Work instructions
(1) According to the database design text, why was an auto-incrementing ID chosen for the graphs table instead of a composite key?
(2) In the database design text, switch "auto-incrementing" to "self-incrementing" and write out everything from "The table will" down to "table's primary key.".

── Provided text ──

For this reason, I will also make use of a third table called \mintinline{sql}{graphs}, which every entry in the \mintinline{sql}{distances} table will have a foreign key to, allowing us to identify the
graph to which that entry pertains.
\subsection{The \texttt{graphs} Table}
The \mintinline{sql}{graphs} table will be used to identify each graph.
The table will have three columns:
\begin{itemize}
\item An auto-incrementing integer column called \mintinline{sql}{graph_id} which will serve as the table's primary key.
This key will be referenced by each row in the \mintinline{sql}{distances} table so that the graph to which the data in the row relates can be identified.
An auto-incrementing ID was chosen as opposed to a composite key of the game's ID \& the time of the graph's generation so as to reduce the duplication of data across tables.
\item An integer column called \mintinline{sql}{game_id} which uniquely identifies the game to which the graph pertains.
We assume that this is defined elsewhere, either in a \mintinline{sql}{games} table or simply on an iterative basis, where the $n\textsuperscript{th}$ game played gets a
\mintinline{sql}{game_id} of $n$.
The SQL code examples will make the assumption that a \mintinline{sql}{games} table exists, but since this table is irrelevant to the representation of the graph and could be easily done
without, I won't bother defining what columns it should contain or how to create it; the only column that it must contain is a \mintinline{sql}{game_id}.
\item A \mintinline{sql}{TIMESTAMP} column called \mintinline{sql}{time_generated} which represents the time at which the graph was generated.
I opted to use a standard \mintinline{sql}{TIMESTAMP} instead of a variable representing the amount of game time that has elapsed for the sake of simplicity \& flexibility.
This column would constitute a candidate key if there was a guarantee that no two matches would be played simultaneously, and therefore we wouldn't need the \mintinline{sql}{graph_id} or
\mintinline{sql}{game_id}.
However, I feel that this would be an unreasonable assumption to make and would result in a less robust schema so I opted for the two extra columns instead.
\end{itemize}
\subsubsection{SQL Code to Create the \texttt{graphs} Table}
\begin{code}
\begin{minted}[linenos, breaklines, frame=single]{sql}
CREATE TABLE graphs (
graph_id INT NOT NULL AUTO_INCREMENT,
game_id INT NOT NULL,
time_generated TIMESTAMP NOT NULL,
PRIMARY KEY (graph_id),
FOREIGN KEY (game_id) REFERENCES games(game_id) -- assuming that a `graphs` table exists elsewhere
)
\end{minted}
\caption{SQL Code to Create the \texttt{graphs} Table}
\end{code}
\subsection{The \texttt{players} Table}
The details of the player table depend on what kind of data we want to store per node.
I am operating under the assumption that we do not intend on storing the $(x,y)$ co-ordinates of the player for each node on the graph.
This allows us to use some arbitrary \mintinline{sql}{players} table which contains whatever information we want to store on each player such as name, age, team, etc.

───
── Listed entries ──

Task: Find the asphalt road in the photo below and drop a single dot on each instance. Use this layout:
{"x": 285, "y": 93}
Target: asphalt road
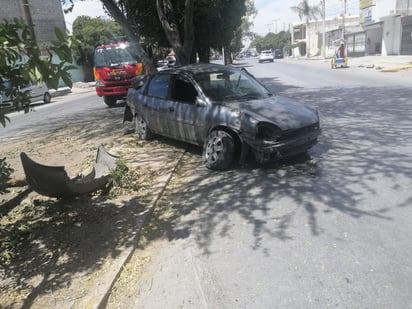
{"x": 61, "y": 112}
{"x": 331, "y": 231}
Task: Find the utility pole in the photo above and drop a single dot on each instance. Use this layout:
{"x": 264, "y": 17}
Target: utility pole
{"x": 323, "y": 29}
{"x": 28, "y": 18}
{"x": 276, "y": 24}
{"x": 343, "y": 21}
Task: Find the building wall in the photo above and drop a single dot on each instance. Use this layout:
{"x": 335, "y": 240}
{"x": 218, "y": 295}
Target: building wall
{"x": 46, "y": 15}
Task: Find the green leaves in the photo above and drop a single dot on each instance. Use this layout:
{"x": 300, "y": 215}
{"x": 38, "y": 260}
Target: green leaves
{"x": 21, "y": 60}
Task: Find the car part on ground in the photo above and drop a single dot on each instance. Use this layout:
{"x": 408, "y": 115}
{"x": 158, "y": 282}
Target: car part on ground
{"x": 33, "y": 91}
{"x": 53, "y": 181}
{"x": 336, "y": 62}
{"x": 225, "y": 110}
{"x": 266, "y": 55}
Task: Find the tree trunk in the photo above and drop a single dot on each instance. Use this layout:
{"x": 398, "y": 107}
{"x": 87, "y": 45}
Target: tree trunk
{"x": 204, "y": 54}
{"x": 182, "y": 48}
{"x": 307, "y": 39}
{"x": 227, "y": 55}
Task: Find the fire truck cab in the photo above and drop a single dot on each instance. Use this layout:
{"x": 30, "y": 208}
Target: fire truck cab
{"x": 115, "y": 65}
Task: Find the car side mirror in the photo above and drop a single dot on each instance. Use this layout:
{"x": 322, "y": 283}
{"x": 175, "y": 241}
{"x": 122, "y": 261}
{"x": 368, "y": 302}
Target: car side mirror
{"x": 200, "y": 101}
{"x": 138, "y": 82}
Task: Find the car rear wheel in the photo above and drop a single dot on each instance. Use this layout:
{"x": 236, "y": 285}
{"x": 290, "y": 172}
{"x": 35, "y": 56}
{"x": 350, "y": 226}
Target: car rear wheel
{"x": 47, "y": 98}
{"x": 218, "y": 150}
{"x": 142, "y": 129}
{"x": 110, "y": 101}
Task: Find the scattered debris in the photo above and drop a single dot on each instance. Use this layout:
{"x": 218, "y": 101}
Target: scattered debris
{"x": 53, "y": 181}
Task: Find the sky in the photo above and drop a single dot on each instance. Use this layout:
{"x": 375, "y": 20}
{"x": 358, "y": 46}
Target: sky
{"x": 273, "y": 15}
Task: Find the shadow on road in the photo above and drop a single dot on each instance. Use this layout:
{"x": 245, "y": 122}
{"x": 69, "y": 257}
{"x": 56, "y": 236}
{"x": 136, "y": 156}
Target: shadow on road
{"x": 364, "y": 148}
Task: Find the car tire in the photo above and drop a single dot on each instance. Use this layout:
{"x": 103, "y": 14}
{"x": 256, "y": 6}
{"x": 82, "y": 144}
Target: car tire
{"x": 47, "y": 98}
{"x": 218, "y": 150}
{"x": 142, "y": 129}
{"x": 110, "y": 101}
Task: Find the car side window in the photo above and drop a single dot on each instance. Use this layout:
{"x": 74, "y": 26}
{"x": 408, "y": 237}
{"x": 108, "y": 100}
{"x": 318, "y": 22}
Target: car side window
{"x": 183, "y": 91}
{"x": 159, "y": 86}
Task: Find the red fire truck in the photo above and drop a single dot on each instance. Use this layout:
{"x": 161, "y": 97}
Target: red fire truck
{"x": 115, "y": 65}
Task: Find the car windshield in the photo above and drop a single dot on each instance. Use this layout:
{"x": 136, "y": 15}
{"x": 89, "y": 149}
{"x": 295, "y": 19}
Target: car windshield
{"x": 230, "y": 85}
{"x": 112, "y": 56}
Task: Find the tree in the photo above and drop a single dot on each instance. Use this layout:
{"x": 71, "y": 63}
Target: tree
{"x": 87, "y": 34}
{"x": 21, "y": 61}
{"x": 179, "y": 24}
{"x": 304, "y": 10}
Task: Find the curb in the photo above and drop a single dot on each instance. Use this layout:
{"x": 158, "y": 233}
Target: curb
{"x": 397, "y": 68}
{"x": 98, "y": 297}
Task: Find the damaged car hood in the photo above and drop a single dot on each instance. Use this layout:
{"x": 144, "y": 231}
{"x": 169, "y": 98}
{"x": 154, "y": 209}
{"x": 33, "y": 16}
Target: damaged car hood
{"x": 284, "y": 112}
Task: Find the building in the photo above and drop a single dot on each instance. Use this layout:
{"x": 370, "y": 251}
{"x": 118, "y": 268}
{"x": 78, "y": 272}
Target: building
{"x": 44, "y": 14}
{"x": 383, "y": 27}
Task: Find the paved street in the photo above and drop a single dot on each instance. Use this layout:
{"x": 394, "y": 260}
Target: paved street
{"x": 331, "y": 231}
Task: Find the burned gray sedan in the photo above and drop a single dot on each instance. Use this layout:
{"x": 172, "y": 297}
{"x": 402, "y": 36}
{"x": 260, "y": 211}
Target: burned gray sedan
{"x": 223, "y": 109}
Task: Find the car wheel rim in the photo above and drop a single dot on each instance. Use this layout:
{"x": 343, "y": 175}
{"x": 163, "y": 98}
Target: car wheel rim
{"x": 141, "y": 126}
{"x": 214, "y": 148}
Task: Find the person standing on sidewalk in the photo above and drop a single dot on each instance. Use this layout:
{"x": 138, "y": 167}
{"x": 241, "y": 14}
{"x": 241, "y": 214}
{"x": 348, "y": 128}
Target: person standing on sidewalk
{"x": 341, "y": 51}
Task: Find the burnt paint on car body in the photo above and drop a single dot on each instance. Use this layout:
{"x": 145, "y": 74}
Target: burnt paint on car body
{"x": 272, "y": 126}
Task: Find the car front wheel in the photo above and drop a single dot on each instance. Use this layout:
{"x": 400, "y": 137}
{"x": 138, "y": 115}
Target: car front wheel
{"x": 142, "y": 129}
{"x": 218, "y": 150}
{"x": 47, "y": 98}
{"x": 110, "y": 101}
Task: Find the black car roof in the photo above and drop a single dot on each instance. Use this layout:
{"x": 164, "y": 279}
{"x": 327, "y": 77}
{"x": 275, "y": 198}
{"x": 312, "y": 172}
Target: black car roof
{"x": 195, "y": 68}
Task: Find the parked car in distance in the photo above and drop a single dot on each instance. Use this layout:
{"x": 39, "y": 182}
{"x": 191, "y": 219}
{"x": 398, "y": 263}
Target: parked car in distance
{"x": 36, "y": 93}
{"x": 278, "y": 53}
{"x": 266, "y": 55}
{"x": 225, "y": 110}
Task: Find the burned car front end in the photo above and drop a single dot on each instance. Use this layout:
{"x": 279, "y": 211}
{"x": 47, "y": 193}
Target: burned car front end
{"x": 287, "y": 132}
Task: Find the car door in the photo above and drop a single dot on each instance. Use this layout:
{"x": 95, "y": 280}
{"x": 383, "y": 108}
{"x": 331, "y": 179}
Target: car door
{"x": 184, "y": 121}
{"x": 156, "y": 104}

───

Answer set
(1) To reduce the duplication of data across tables.

(2)
The table will have three columns:
\begin{itemize}
\item An self-incrementing integer column called \mintinline{sql}{graph_id} which will serve as the table's primary key.